» EXERCISE MATERIAL:
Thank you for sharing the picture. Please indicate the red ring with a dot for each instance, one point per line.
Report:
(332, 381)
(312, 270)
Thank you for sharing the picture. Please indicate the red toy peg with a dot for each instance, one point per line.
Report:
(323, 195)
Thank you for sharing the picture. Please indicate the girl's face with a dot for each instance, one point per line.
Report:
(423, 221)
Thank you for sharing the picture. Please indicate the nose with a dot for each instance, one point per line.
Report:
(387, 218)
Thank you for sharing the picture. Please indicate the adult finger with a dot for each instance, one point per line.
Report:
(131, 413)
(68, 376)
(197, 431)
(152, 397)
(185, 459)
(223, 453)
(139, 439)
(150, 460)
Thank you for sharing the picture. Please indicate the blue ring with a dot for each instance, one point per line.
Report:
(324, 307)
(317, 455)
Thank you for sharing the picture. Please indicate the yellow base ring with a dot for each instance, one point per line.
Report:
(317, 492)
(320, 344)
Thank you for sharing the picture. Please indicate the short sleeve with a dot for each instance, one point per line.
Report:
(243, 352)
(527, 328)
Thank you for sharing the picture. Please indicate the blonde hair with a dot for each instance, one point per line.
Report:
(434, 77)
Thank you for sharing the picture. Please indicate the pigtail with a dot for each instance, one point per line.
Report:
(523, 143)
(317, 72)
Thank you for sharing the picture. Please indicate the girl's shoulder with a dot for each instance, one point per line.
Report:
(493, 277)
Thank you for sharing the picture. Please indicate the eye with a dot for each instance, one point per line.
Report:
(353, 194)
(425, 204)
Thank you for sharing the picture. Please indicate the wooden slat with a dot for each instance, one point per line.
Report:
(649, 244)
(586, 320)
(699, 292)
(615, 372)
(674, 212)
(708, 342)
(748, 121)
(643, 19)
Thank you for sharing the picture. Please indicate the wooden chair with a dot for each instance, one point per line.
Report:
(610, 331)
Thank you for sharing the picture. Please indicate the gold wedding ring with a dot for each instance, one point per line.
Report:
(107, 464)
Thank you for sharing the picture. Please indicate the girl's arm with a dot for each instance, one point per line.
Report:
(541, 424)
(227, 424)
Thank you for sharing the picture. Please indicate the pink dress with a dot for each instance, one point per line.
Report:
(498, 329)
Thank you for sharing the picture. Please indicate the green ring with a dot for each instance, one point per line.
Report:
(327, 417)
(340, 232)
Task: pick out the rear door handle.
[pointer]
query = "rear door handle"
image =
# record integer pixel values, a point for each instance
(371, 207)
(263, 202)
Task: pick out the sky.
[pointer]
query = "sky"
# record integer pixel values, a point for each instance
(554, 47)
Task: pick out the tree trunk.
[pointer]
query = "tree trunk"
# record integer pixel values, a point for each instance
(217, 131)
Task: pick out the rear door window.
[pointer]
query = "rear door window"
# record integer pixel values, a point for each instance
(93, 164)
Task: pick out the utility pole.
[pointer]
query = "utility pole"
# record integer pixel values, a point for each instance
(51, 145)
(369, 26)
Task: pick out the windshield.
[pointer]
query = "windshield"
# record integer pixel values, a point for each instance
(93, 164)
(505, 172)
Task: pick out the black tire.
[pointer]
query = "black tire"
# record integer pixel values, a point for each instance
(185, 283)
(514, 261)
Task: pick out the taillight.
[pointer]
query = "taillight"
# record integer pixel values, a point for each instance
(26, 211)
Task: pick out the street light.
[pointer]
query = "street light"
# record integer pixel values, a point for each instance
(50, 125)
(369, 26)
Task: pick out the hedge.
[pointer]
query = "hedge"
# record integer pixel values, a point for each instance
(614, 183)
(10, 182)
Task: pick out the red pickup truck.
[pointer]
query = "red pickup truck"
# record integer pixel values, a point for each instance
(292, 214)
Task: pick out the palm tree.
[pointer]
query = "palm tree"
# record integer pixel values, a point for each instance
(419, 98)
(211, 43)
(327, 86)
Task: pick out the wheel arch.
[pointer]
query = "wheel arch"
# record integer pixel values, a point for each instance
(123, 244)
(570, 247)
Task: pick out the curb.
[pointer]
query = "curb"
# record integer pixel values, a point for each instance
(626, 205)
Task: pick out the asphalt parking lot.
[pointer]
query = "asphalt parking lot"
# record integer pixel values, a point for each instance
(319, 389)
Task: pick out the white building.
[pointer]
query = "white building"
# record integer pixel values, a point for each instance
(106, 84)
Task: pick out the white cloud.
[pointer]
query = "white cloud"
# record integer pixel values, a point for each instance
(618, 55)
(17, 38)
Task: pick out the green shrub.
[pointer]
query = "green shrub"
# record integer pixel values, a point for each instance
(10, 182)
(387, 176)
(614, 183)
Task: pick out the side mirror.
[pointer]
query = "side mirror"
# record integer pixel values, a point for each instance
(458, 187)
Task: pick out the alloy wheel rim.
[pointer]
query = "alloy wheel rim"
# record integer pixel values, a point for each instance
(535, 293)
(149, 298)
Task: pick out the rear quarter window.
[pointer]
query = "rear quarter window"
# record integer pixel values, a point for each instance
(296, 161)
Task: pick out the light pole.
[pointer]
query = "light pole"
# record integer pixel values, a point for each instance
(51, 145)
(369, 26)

» HOW TO COMPLETE THIS TASK: Of the lines in the listing, some hold the word "side". Report how many, and only that.

» REPLY: 2